Dr. Daniel Amen: Because if you have a brain injury, it can totally make you look ...

Tana Amen: That's my question.

Dr. Daniel Amen: We saw a movie last night that we love. I can only imagine about the,

Tana Amen: Yeah, so good.

Dr. Daniel Amen: ... Origin of this Christian song by MercyMe and the movie was just beautiful.

Tana Amen: But he lived in a lot of trauma.

Dr. Daniel Amen: But Bart was the main character was raised by a severely abusive father who beat him and whose mother left. Bart was abandoned. Bart was abused. Bart didn't have borderline personality disorder. He was traumatized. Then, as you look at the dad, the movie really early on centers around football, and the dad I guess played in college and was really good. I'm watching the movie going, "The dad has CTE."

Tana Amen: I know. I'm being mad at you.

Dr. Daniel Amen: The dad has chronic traumatic encephalopathy from the repetitive hits to his head which makes him ineffective at work, with his family, and Jesus ends up saving him and transforms his life. You're like, "How can Jesus fix CTE?"

Tana Amen: If he have ... No, no, no, no, no, no. That's not what I said. You said that. I said, "If it were CTE, he wouldn't, all of a sudden, for the last part of his life become this amazing person."

Dr. Daniel Amen: See, I went to Roberts University so I'm-

Tana Amen: I went to Loma Linda so same thing.

Dr. Daniel Amen: Totally believe in prayer.

Tana Amen: Same thing. I do, too.

Dr. Daniel Amen: And healing.

Tana Amen: I'm just saying CTE, you don't usually see reverse that radically.

Dr. Daniel Amen: But what do we always talk about? That there are four main circles of illness. They're biological so trauma. They're psychological, the trauma that Bart was raised in and probably the dad. Social, you're really struggling in your marriage or struggling at work. You're struggling to be a good dad or a good kid and spiritual. Often we find when people find their purpose, when they get connected to God, their community, their deepest sense of meaning and purpose, even if they have bad biology, it gets better.

One of my favorite stories is about Byron Katie who's a friend of ours, who-

Tana Amen: Oh, she certainly would have demonstrated a lot of this.

Dr. Daniel Amen: She was a rager. She would have totally demonstrated borderline personality. She was an addict. She was a rager. She had an eating disorder.

Tana Amen: Self-destructive behavior, right?

Dr. Daniel Amen: She was self-destructive, but she has this epiphany which is really a spiritual experience. She wakes up on the floor of a halfway house.

Tana Amen: With a cockroach crawling across her foot.

:: EXERCISE SET ::
(A) In the Amens' conversation transcript, what are the four main circles of illness that Dr. Daniel Amen names?
(B) Answer these questions from the Amens' conversation transcript, giving each answer on its own line marked the same way.
(i) The movie tells the origin of a Christian song by which group?
(ii) Which school does Tana Amen say she attended?
(iii) Where does Byron Katie wake up when she has her epiphany?
(C) Pick up the Amens' conversation transcript after its final line, which describes the cockroach, and continue it in the same speaking style.
The records that follow are taken from a separate source and are unrelated to the conversation above.

:: DATA SUPPLIED ::

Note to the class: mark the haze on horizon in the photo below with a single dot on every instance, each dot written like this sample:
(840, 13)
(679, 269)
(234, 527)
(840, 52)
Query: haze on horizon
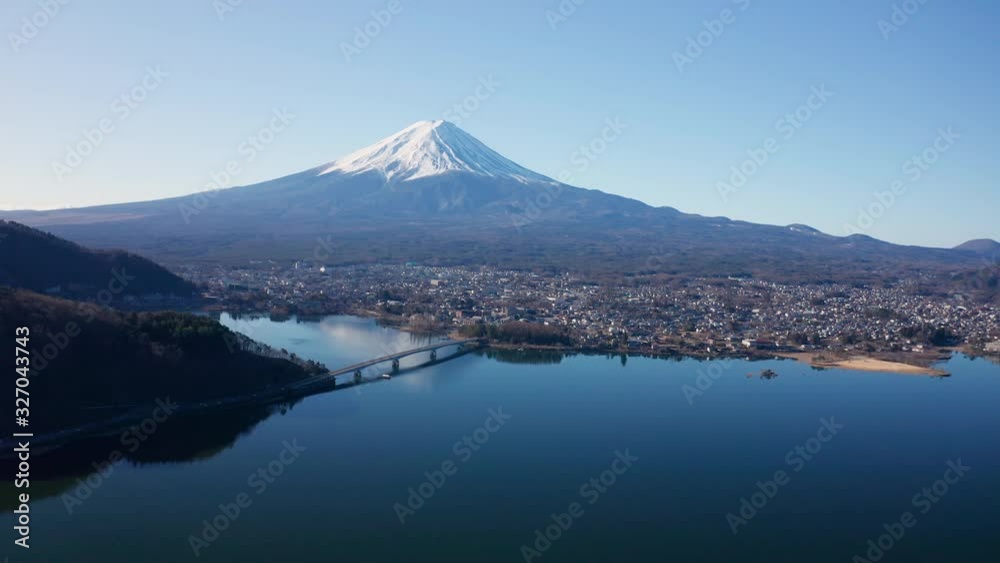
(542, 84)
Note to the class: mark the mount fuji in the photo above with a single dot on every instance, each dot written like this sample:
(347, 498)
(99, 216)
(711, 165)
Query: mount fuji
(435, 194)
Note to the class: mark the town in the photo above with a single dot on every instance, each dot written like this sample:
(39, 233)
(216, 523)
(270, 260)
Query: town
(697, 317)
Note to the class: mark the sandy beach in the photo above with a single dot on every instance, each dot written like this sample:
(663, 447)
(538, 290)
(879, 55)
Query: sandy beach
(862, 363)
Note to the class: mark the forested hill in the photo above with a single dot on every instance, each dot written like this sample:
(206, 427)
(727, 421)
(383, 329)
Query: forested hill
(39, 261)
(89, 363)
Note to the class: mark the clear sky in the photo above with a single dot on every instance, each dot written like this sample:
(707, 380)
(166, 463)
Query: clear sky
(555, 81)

:: RESPONSE LIST ::
(A)
1. Biological
2. Psychological
3. Social
4. Spiritual

(B)
(i) MercyMe
(ii) Loma Linda
(iii) On the floor of a halfway house

(C)
Dr. Daniel Amen: And realizes when she believes her thoughts, she suffers. When she doesn't believe her thoughts, she doesn't suffer.

Tana Amen: Because her thoughts were awful.

Dr. Daniel Amen: When we became friends because her book was so helpful to me, we're actually published by the same imprint of Random House, and so I got to meet her. She came and got scanned. She had the brain of a murderer. I said, "Oh, by the way, if you murder someone, I can help get you off."

Tana Amen: That's true.

Dr. Daniel Amen: But she was the most peaceful person.

Tana Amen: Yeah.

Dr. Daniel Amen: Right? When you think about the transformation, don't forget that having a deep sense of meaning and purpose can help you feel better.

Tana Amen: Okay. Let's just say you didn't experience all of that in childhood, but can experiencing like massive major stress later in life or some sort of emotional trauma later in life trigger that kind of behavior or can an infection or a head injury later in life?

Dr. Daniel Amen: Yes, especially if the stress is stacked.

Tana Amen: Which means that there is hope that you can be helped.

Dr. Daniel Amen: Absolutely. But if the stress is stacked, you lose your job, you lose your marriage.

Tana Amen: Your home.

Dr. Daniel Amen: You have a car accident. You have an autistic child. These start stacking, your behavior is much more likely to get out of ...

Tana Amen: Erratic and ...

Dr. Daniel Amen: More erratic and there is hope. You have to just deal with each of these ...

Tana Amen: Then you can balance that behavior.

Dr. Daniel Amen: Then you can balance your behavior.

Tana Amen: I would like to do another podcast on this because I think we should talk about people who love people with these personality issues.